Actually, it looks like HR10s are selling for $250-$300 on eBay. New HR20's are about the same price ($299), with $99 off the first one (standard D* offer), but if I don't do the swap, I can only get up to 2 HR-20's every 6 months from D*. I want 4 at once, for the reasons I mentioned above.

Selling and shipping on eBay will require some time and effort, plus listing, selling and shipping costs, so it's almost a wash, in my mind. I was just curious if anyone was getting multiple free HR20's for HR10 swaps.



jon777 said:


> Did you get that deal from retention or the reg cust service? Was hoping to get "upgraded" (or downgraded depending on your perspective) without cost. Hoping that retention will make up any charges in programming credit, but haven't called yet... Of course, in addition to the HR20, need the 5 LNB dish and installation to get the MPEG4 RSN broadcasts...


I spoke to retention. After a few calls, I got a really nice guy who was very helpful. I bet if I only wanted to swap one HR10, he would have done it at net no cost to me.

When prompted for the reason for your call, tell the D* operator you want to "cancel service". That will get you right through to retention. 

/steve


----------



## Sir_winealot (Nov 18, 2000)

* [TASK LIST]:
1/ In the receiver swap thread above, condense the paragraph that begins "Actually, it looks like HR10s" into a bulleted list that keeps its main facts.
2/ Summarize the receiver swap thread in two sentences.
3/ Carry on the thread about swapping HR10 receivers for HR20s, starting right after its last line.

* [MATERIAL]:
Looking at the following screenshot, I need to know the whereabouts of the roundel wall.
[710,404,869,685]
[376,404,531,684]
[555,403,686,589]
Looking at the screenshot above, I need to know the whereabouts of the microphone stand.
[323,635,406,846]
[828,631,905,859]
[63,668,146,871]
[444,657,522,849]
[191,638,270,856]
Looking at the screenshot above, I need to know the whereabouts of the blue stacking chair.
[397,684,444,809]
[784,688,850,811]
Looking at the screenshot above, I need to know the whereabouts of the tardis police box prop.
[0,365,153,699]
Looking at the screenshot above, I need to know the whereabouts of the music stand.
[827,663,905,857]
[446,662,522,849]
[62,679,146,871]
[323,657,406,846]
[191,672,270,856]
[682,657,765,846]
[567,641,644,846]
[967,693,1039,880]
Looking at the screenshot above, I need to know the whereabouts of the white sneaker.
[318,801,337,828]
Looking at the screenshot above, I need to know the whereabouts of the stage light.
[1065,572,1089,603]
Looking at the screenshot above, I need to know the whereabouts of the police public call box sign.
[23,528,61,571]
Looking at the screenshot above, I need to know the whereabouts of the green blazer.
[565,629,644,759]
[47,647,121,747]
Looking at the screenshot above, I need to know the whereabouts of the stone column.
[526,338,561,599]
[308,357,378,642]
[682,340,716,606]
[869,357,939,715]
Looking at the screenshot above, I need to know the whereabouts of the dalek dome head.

* [ANSWERS TO THE PROBLEMS]:
1/
- HR10s sell for $250–$300 on eBay.
- New HR20s cost about the same ($299), with $99 off the first one under the standard D* offer.
- Without the swap, D* allows at most 2 HR20s every 6 months.
- The writer wants 4 at once.

2/ The writer notes that HR10s sell for $250–$300 on eBay and new HR20s cost about $299, but D* allows only two HR20s every six months, and the writer, who wants four at once, considers selling on eBay almost a wash. After a few calls, the writer got helpful service from retention, and advises telling the D* operator you want to "cancel service" to get straight through to retention.

3/
I'll say a prayer for you....


----------



## _spidey_ (Mar 19, 2007)

jon777 said:


> Yes. DirecTV had SNY last year (SD only). For people in the NY sports region, SNY and YES are both available as full time HD stations via the Spot Beam. However, MSG and FSNY are not. You'd have to check whether you're area upstate in eligible for the NY sports stations.


Thanks for the info. One more question, what is "Spot Beam"?


----------



## JimSpence (Sep 19, 2001)

A spot beam is a special transponder on the satellite that "beams" its signal to local areas. Kinda like a flashlight. For more info please do a search.


----------



## ciucca (Jun 29, 2004)

Do not forget the 2 year commitment. For 4 HR20s your early termination fee probably starts at $1200 and depreciates $50 a month. This will come into play 12 months from now when you realize that the HDTV offering from cable and FIOS are still better than D* HD-LITE.


----------



## deezel629 (May 30, 2006)

I'm in the same boat: Yankee fan, D* customer for 10 years, TiVo subscriber for 5 years. I only have one HR10-250, and have 2 regular HD receivers(one gets MPEG4 and one does not, it's an older Samsung). I'm moving at the end of June. I'm still up in the air on what to do. My latest plan is to go to FIOS when I move(they have already offered to pick up half of my cancellation fee), sell the HR10-250 on ebay, put that money down on one Series 3, and just have plain HD receivers on my other 2 HDTVs. My brother has recently taken the plunge on the HR20 and he HATES it. I played around with it for a bit and was very unimpressed. I have a friend who recently got FIOS and the picture is incredible.


----------



## Billy66 (Dec 15, 2003)

ciucca said:


> Do not forget the 2 year commitment. For 4 HR20s your early termination fee probably starts at $1200 and depreciates $50 a month. This will come into play 12 months from now when you realize that the HDTV offering from cable and FIOS are still better than D* HD-LITE.


Wrong.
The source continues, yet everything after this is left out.